## Task description:
Gather every line of the rows below that contains the word "protest", treating uppercase and lowercase as distinct.

──────── Task data ────────

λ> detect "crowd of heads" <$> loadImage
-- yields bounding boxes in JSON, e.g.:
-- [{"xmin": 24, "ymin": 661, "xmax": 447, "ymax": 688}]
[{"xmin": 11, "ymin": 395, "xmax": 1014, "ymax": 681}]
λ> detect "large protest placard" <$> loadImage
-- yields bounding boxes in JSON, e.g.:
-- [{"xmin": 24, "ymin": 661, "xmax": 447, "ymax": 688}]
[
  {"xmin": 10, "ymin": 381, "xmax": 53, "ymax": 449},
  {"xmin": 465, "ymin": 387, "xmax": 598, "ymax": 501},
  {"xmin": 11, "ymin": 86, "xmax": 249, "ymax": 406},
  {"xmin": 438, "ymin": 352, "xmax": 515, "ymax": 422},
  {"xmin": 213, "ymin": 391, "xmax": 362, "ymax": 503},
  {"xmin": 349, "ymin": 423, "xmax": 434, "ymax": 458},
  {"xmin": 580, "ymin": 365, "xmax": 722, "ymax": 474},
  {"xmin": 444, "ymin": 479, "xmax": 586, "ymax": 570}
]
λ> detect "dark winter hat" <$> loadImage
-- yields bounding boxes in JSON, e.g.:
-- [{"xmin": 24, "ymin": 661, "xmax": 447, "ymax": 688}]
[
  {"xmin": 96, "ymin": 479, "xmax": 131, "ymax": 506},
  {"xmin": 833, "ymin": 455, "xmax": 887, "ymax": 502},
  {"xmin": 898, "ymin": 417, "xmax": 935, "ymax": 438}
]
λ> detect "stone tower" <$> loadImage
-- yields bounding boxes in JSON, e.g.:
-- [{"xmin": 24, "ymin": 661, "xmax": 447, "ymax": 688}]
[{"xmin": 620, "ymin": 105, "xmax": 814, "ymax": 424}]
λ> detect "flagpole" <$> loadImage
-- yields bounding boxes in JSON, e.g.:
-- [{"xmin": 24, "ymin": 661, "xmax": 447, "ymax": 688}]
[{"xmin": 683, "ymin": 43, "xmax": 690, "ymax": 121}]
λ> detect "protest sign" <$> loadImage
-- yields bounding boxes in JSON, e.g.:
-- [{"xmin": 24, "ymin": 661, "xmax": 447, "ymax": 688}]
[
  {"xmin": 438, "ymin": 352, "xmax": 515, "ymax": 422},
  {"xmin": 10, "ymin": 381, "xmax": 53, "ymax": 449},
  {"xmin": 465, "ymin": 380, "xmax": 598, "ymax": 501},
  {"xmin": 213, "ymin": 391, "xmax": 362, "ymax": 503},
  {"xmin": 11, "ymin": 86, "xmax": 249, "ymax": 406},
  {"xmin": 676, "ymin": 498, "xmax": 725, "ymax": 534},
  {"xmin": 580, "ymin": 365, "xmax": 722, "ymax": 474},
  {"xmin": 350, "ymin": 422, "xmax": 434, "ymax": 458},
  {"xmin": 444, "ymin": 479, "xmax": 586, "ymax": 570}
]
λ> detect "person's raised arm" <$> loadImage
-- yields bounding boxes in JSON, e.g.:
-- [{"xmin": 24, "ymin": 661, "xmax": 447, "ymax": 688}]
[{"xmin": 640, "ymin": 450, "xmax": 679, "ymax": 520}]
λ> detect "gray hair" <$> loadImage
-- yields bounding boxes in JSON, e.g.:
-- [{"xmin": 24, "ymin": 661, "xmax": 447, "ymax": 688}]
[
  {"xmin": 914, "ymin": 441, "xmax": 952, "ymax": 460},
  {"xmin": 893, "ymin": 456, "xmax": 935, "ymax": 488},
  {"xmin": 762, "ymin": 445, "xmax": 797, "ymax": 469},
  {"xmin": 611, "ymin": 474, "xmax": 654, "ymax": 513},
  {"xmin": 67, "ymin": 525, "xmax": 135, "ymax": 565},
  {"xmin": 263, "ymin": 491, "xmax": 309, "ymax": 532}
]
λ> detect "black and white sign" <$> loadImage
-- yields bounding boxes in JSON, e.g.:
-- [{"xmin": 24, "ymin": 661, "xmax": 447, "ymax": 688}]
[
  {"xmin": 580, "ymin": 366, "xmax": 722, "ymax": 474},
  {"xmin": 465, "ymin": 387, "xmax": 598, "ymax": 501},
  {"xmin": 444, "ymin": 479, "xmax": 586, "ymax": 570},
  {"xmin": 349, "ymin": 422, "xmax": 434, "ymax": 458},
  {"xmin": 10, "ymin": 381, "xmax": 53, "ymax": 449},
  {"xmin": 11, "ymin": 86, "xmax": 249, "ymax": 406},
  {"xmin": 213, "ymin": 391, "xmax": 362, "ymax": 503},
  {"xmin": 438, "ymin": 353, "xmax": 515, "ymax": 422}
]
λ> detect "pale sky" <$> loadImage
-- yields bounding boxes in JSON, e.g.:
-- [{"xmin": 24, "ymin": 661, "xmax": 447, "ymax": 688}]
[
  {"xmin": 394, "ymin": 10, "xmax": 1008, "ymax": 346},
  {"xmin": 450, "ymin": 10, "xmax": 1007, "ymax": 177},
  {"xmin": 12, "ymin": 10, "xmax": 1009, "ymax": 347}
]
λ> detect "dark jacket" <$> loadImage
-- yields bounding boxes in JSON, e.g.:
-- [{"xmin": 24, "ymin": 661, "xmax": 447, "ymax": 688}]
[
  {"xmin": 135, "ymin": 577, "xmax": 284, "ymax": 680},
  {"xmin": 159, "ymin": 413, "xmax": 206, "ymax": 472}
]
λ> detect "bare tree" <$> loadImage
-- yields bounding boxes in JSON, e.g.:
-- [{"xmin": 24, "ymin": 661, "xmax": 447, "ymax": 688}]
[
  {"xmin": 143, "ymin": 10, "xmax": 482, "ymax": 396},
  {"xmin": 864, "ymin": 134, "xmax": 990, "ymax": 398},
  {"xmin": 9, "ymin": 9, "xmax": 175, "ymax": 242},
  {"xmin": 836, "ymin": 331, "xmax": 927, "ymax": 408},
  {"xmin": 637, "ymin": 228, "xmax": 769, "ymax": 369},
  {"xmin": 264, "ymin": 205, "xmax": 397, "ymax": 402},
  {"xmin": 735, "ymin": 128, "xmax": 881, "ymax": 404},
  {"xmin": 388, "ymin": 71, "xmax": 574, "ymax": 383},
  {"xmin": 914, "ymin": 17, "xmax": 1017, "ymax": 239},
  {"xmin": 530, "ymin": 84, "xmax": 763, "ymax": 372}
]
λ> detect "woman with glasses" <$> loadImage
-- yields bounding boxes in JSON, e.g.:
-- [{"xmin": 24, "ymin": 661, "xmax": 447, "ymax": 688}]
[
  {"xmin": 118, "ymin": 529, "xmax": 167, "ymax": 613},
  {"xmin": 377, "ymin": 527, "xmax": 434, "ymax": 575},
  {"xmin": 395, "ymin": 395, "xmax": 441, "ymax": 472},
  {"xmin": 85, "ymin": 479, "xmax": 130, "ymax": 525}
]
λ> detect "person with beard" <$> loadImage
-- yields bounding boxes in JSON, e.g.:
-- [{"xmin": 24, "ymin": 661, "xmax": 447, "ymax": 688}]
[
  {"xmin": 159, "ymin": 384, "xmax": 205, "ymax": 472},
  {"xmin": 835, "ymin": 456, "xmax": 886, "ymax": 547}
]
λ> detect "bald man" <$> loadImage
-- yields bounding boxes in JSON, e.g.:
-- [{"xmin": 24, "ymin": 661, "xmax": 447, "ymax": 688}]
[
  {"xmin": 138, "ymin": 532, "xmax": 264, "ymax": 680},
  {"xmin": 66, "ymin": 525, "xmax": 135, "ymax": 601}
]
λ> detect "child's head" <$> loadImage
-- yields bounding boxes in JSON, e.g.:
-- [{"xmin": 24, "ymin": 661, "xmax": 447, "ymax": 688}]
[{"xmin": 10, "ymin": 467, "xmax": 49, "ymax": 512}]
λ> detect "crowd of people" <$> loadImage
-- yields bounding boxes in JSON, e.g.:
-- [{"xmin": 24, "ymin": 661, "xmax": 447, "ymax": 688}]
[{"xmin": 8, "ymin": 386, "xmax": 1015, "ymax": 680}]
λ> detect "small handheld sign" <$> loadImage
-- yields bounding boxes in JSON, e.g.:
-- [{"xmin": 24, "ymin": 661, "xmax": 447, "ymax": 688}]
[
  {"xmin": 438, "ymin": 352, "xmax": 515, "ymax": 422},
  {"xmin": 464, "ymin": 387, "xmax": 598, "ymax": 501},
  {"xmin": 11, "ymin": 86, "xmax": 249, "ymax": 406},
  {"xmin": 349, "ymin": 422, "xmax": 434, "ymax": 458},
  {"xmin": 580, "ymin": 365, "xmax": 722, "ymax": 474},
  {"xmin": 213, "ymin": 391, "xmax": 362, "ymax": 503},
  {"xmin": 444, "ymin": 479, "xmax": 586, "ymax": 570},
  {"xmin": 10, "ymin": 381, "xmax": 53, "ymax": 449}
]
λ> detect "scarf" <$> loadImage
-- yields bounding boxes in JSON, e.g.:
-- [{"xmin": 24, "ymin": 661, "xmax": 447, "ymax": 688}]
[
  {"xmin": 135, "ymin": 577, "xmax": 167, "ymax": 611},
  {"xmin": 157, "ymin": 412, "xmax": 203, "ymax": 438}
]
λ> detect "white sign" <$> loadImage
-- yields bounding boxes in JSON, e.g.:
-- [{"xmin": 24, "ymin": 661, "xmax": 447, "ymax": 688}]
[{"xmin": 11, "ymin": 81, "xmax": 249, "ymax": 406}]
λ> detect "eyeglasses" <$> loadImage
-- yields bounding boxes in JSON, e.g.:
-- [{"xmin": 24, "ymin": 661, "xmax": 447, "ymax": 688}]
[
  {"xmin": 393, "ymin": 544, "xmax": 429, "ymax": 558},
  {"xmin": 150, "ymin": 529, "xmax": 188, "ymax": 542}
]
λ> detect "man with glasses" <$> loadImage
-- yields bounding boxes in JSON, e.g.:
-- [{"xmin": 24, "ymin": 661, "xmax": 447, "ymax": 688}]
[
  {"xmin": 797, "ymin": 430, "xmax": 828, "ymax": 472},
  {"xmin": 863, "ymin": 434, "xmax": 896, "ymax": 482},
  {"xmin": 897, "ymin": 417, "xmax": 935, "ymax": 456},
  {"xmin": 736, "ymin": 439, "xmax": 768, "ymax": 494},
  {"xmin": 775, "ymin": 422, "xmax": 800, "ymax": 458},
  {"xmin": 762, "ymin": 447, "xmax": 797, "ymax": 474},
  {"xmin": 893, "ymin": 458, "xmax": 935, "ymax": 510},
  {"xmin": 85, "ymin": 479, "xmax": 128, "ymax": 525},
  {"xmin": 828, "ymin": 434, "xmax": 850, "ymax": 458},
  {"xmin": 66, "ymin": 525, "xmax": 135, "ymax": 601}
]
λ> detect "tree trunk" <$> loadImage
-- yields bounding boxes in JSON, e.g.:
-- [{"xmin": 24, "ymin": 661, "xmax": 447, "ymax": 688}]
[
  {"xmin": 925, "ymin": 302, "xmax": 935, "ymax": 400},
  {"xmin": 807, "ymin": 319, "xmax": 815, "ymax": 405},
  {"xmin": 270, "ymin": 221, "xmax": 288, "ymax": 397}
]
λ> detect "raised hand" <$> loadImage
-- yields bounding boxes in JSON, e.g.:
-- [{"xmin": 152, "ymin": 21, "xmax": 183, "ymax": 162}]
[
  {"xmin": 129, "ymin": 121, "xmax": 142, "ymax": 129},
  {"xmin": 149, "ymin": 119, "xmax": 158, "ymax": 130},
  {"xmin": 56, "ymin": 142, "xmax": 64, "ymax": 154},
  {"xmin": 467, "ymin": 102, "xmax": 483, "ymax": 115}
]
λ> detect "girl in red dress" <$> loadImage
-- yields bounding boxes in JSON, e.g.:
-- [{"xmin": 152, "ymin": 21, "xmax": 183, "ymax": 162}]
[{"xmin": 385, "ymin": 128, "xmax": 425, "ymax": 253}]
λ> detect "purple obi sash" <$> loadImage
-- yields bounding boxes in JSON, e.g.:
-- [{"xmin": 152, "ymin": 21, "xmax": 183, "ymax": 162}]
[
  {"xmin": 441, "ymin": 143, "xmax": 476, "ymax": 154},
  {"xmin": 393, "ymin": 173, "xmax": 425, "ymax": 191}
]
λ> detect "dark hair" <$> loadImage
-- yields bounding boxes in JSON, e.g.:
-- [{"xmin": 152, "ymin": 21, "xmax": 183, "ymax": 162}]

────────

## Reply:
λ> detect "large protest placard" <$> loadImage
λ> detect "protest sign" <$> loadImage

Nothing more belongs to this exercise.